Swedish climate change celebrity Greta Thunberg sent “solidarity and gratitude” to activists around the world, including in world’s top polluter China, who were arrested for attempting to join her environmentalist movement, “Fridays for Future,” the South China Morning Post reported this week.
Fridays for Future is a movement founded by Thunberg that encourages students to engage in “strikes” by not attending school on Fridays to demand governments enact policies against the perceived threat of climate change. The Communist Party arrested activist Ou Hongyi last week for organizing a silent protest against the Chinese government’s pollution of the environment. Ou has signaled Thunberg as an inspiration and the greater global Fridays for Future family has embraced her.
Thunberg’s message of support to a detained Chinese dissident — a direct challenge to Chinese government policies — contrasts with her relative silence since her rise to fame regarding China’s abhorrent environmental policies, including emitting more than twice the carbon pollution of the world’s second-largest carbon emitter, the United States; destroying pivotal maritime ecosystems with illegal fishing and island construction; and destroying landscapes with unchecked rare-earth mining.
Thunberg has angered the Chinese government, however, not with any environmental appeals, but through her public friendship with anti-communist Hong Kong dissident Joshua Wong, who she has described as inspirational.
According to the Morning Post, Ou attempted to organize a climate protest in Shanghai last Friday. In a post on Instagram, Ou explained that police detained her and removed her from the public eye after attempting a silent protest demanding better climate policy from the Communist Party. Ou later explained that police took her into a station and forced her to write a “self-criticism letter” — a common communist tactic in which state agents force dissidents to apologize for their values.
“Billions of people will die, and children will die while parents lose their jobs. Nonviolent civil disobedience climate movement is the only candle in the darkness to give us a slightest hope,” Ou reportedly wrote.
At 17, Ou became the first participant in Fridays for Future in China known to the outside world. In July, the Communist Party reportedly told her and her family she could not return to school unless she abandoned climate activism, after Ou skipped a Friday’s worth of classes to join the movement.
“She has anxiety about the climate,” Ou’s father said in an interview that month. “We hope that she can graduate from high school, enter university, and hope that she can pay less attention to climate change issues.”
Thunberg responded to Ou’s arrest — and reports of arrests elsewhere — demanding China respect the right to protest, which does not exist in communist countries.
Thunberg has rarely criticized China’s climate record, though she has been more vocal on its opposition to peaceful protest. Instead, the teen activist has focused on pressuring the free world to act to prevent “mass extinction,” which she has expressed a zealous faith in as nearly inevitable for humanity.
In a famous speech delivered before the United Nations last year, Thunberg accused world leaders of having “stolen [her] dreams” and allowing the collapse of life on earth.
“You have stolen my dreams, my childhood, with your empty words and yet I’m one of the lucky ones. People are suffering. People are dying. Entire ecosystems are collapsing,” Thunberg claimed. “We are in the beginning of a mass extinction and all you can talk about is money and fairy tales of eternal economic growth. How dare you?”

Location labeling records:
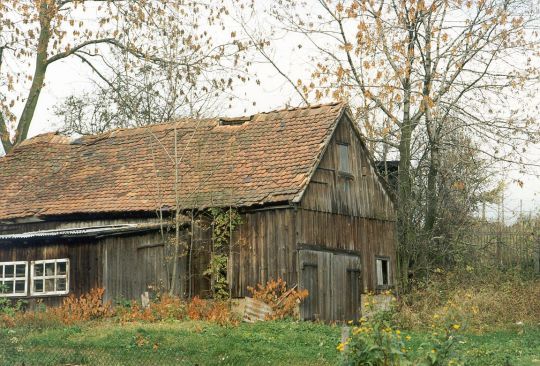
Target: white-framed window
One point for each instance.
(49, 277)
(382, 266)
(13, 278)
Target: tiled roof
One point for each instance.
(267, 158)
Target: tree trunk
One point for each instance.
(405, 230)
(39, 74)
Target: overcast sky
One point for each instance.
(70, 77)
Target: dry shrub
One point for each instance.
(165, 307)
(483, 300)
(73, 310)
(87, 307)
(215, 311)
(283, 301)
(92, 307)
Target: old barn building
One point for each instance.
(76, 214)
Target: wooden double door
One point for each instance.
(334, 283)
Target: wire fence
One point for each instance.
(507, 246)
(49, 353)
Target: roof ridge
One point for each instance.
(69, 139)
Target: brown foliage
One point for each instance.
(282, 300)
(484, 300)
(91, 307)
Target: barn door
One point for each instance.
(333, 282)
(310, 309)
(354, 289)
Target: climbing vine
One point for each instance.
(224, 221)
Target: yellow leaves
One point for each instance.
(458, 185)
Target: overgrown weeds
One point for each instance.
(488, 299)
(91, 306)
(282, 300)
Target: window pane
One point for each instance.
(49, 285)
(49, 269)
(385, 272)
(9, 270)
(20, 270)
(379, 273)
(38, 269)
(38, 286)
(344, 165)
(8, 287)
(19, 287)
(61, 284)
(61, 268)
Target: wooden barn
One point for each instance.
(97, 211)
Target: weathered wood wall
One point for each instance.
(349, 211)
(264, 248)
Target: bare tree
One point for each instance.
(409, 67)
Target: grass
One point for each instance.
(201, 343)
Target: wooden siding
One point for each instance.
(349, 211)
(368, 237)
(85, 270)
(333, 282)
(264, 248)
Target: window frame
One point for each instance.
(349, 172)
(45, 277)
(14, 278)
(388, 272)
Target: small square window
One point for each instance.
(50, 277)
(13, 278)
(383, 272)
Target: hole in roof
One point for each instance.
(237, 121)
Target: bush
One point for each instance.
(486, 298)
(91, 306)
(378, 341)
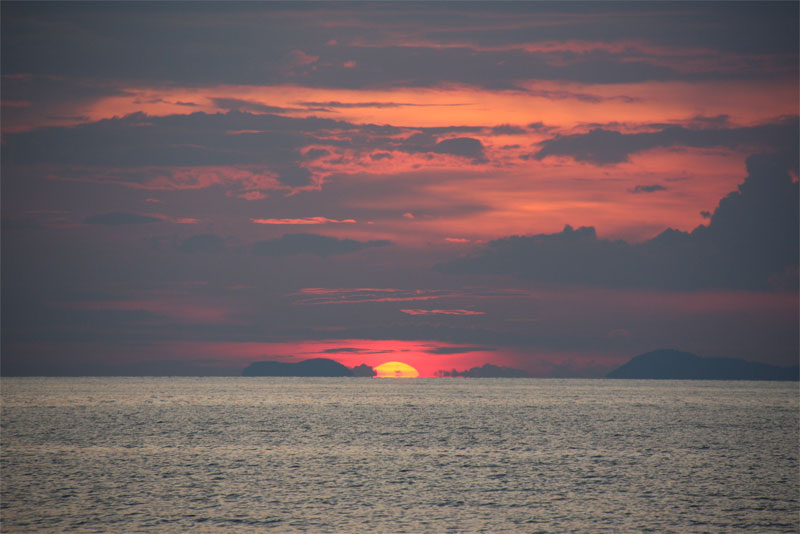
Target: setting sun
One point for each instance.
(396, 370)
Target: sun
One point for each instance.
(396, 370)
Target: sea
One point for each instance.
(360, 455)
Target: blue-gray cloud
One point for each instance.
(648, 188)
(318, 245)
(118, 218)
(202, 243)
(751, 242)
(602, 146)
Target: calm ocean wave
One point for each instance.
(368, 455)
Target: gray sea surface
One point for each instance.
(424, 455)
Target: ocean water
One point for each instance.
(425, 455)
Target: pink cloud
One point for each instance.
(442, 312)
(308, 220)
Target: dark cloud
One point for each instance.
(316, 153)
(347, 105)
(508, 129)
(460, 350)
(118, 218)
(751, 240)
(202, 243)
(426, 142)
(191, 46)
(137, 144)
(246, 105)
(318, 245)
(648, 188)
(603, 146)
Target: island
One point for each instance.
(486, 371)
(667, 364)
(312, 367)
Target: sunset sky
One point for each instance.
(555, 187)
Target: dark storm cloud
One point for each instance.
(751, 242)
(603, 146)
(318, 245)
(118, 218)
(648, 188)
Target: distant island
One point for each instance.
(486, 371)
(677, 365)
(312, 367)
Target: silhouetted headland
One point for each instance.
(677, 365)
(312, 367)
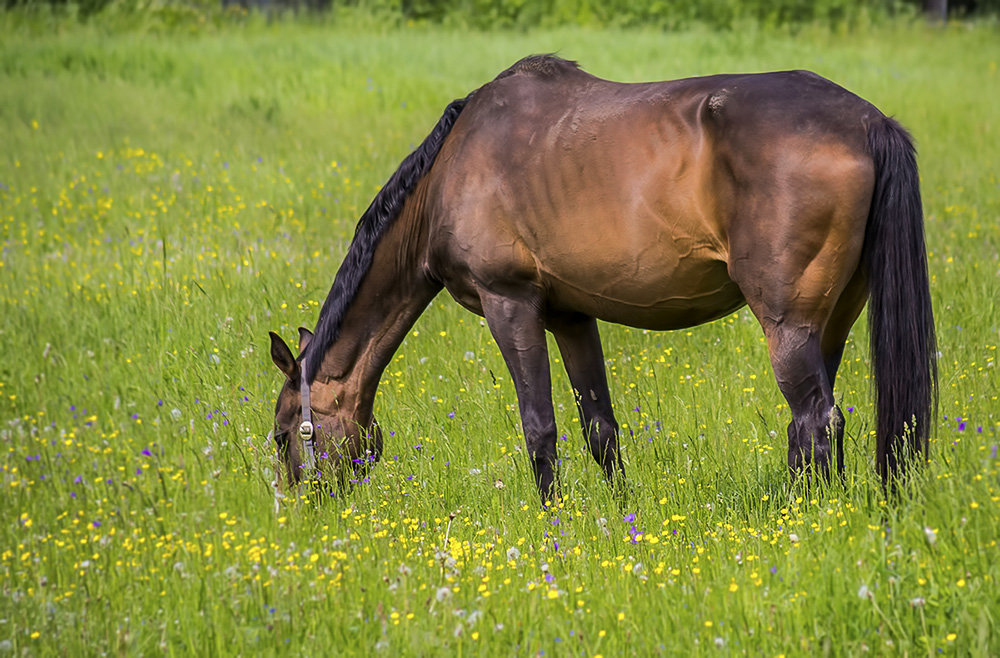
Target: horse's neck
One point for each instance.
(393, 294)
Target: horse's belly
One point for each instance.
(651, 295)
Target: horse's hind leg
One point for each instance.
(580, 345)
(519, 330)
(838, 327)
(801, 372)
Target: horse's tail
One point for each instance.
(384, 209)
(900, 318)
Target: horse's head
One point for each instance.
(342, 443)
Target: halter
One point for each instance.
(306, 430)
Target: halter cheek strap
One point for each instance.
(306, 430)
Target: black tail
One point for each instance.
(900, 318)
(384, 209)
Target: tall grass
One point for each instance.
(167, 198)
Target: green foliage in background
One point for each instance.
(171, 192)
(493, 14)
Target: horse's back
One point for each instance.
(620, 199)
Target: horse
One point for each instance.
(550, 198)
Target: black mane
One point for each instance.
(386, 206)
(384, 209)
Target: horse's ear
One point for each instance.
(304, 337)
(282, 357)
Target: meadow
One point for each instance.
(167, 196)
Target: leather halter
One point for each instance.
(307, 433)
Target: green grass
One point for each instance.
(167, 198)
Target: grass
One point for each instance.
(167, 197)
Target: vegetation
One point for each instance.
(168, 195)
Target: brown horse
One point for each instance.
(549, 197)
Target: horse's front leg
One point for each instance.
(580, 345)
(519, 330)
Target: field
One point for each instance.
(169, 196)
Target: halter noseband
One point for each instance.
(306, 430)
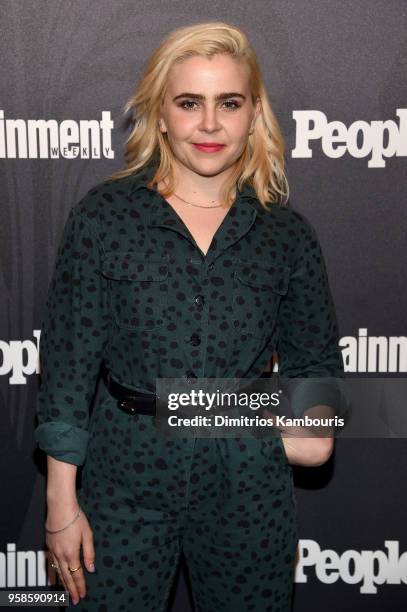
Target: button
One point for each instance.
(190, 376)
(195, 340)
(199, 300)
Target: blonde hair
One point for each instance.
(261, 164)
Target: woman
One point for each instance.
(186, 264)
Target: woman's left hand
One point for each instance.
(302, 444)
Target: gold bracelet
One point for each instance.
(63, 528)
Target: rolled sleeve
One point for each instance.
(308, 341)
(73, 336)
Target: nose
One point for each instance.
(209, 121)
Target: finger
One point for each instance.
(69, 582)
(88, 550)
(57, 562)
(78, 577)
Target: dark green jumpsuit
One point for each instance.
(132, 288)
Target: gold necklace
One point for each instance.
(198, 205)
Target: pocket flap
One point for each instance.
(133, 267)
(260, 274)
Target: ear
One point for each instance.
(257, 109)
(162, 126)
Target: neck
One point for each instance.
(195, 186)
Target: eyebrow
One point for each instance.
(223, 96)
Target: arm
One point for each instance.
(73, 336)
(307, 347)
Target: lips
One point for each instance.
(208, 147)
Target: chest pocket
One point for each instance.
(258, 288)
(138, 288)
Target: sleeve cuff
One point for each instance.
(62, 441)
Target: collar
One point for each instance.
(238, 221)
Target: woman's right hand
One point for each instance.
(65, 546)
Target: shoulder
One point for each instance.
(289, 221)
(95, 204)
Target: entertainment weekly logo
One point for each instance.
(360, 139)
(366, 569)
(363, 353)
(50, 139)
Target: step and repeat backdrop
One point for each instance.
(336, 74)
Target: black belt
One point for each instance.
(128, 400)
(133, 402)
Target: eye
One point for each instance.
(187, 102)
(234, 104)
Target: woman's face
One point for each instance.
(208, 101)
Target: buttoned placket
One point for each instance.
(235, 225)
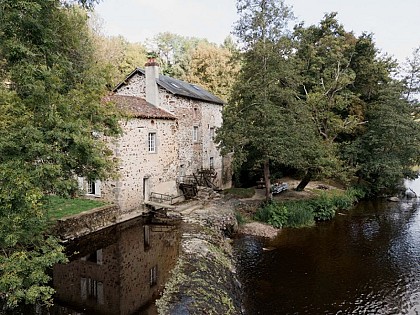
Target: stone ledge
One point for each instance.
(86, 222)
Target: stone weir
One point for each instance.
(204, 280)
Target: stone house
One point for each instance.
(168, 135)
(117, 270)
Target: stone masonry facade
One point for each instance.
(184, 144)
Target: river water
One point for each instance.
(121, 269)
(365, 261)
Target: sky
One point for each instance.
(395, 24)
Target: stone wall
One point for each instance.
(86, 222)
(204, 280)
(178, 154)
(119, 282)
(140, 170)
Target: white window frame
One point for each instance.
(151, 142)
(85, 184)
(195, 133)
(153, 275)
(211, 133)
(96, 185)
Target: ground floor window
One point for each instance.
(153, 276)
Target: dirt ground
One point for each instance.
(249, 206)
(291, 193)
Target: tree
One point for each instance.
(173, 52)
(389, 147)
(118, 56)
(212, 67)
(260, 115)
(51, 90)
(325, 55)
(411, 79)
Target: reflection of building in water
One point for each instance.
(118, 270)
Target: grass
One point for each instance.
(240, 192)
(59, 207)
(305, 212)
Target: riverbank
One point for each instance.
(204, 280)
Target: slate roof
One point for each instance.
(178, 87)
(138, 107)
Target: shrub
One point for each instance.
(240, 192)
(299, 216)
(273, 213)
(305, 212)
(289, 214)
(324, 207)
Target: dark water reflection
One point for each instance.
(117, 270)
(363, 262)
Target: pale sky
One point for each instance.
(394, 23)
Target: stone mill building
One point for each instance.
(167, 141)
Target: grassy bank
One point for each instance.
(301, 213)
(59, 207)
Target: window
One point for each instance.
(212, 133)
(93, 188)
(152, 142)
(95, 257)
(195, 133)
(146, 230)
(153, 276)
(92, 289)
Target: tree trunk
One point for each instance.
(305, 180)
(267, 181)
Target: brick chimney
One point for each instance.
(152, 74)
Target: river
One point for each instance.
(365, 261)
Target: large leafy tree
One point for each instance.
(50, 116)
(388, 148)
(334, 76)
(260, 120)
(212, 67)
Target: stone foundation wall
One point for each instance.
(86, 222)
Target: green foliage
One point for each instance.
(324, 207)
(59, 207)
(301, 213)
(300, 216)
(23, 277)
(240, 192)
(273, 213)
(50, 112)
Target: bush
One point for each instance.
(302, 213)
(290, 214)
(273, 213)
(240, 192)
(299, 216)
(324, 207)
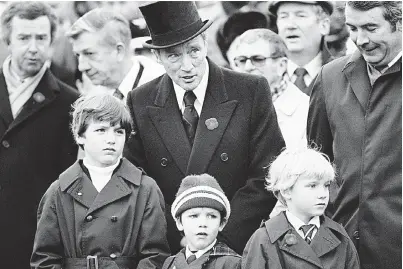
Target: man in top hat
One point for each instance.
(303, 26)
(199, 118)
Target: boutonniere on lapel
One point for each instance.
(211, 123)
(39, 97)
(290, 239)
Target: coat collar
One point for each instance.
(167, 119)
(126, 171)
(47, 87)
(280, 232)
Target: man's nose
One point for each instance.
(82, 63)
(187, 64)
(361, 38)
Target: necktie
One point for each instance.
(118, 94)
(308, 231)
(190, 117)
(191, 259)
(299, 82)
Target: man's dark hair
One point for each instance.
(392, 10)
(27, 11)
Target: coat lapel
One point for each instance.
(356, 73)
(46, 88)
(5, 108)
(167, 119)
(215, 106)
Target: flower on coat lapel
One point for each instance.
(39, 97)
(290, 239)
(211, 123)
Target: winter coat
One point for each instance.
(359, 126)
(277, 245)
(123, 225)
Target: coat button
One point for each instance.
(224, 157)
(164, 162)
(5, 144)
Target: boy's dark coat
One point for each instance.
(220, 257)
(247, 139)
(125, 219)
(278, 243)
(34, 149)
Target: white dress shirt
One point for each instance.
(313, 68)
(200, 92)
(297, 223)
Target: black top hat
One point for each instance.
(172, 23)
(326, 5)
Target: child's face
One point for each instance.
(200, 226)
(103, 144)
(307, 198)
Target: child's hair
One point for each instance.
(200, 191)
(291, 164)
(100, 107)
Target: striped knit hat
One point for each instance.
(200, 191)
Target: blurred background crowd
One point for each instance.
(231, 19)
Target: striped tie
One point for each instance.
(308, 231)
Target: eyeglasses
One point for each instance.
(256, 60)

To-do list:
**1.** In the article on Greta Thunberg and Ou Hongyi, in which city did Ou attempt to organize a climate protest?
**2.** Translate this sentence from the article on Greta Thunberg and Ou Hongyi into Spanish: "At 17, Ou became the first participant in Fridays for Future in China known to the outside world."

Answers provided:
**1.** Shanghai

**2.** A los 17 años, Ou se convirtió en la primera participante de Fridays for Future en China conocida por el mundo exterior.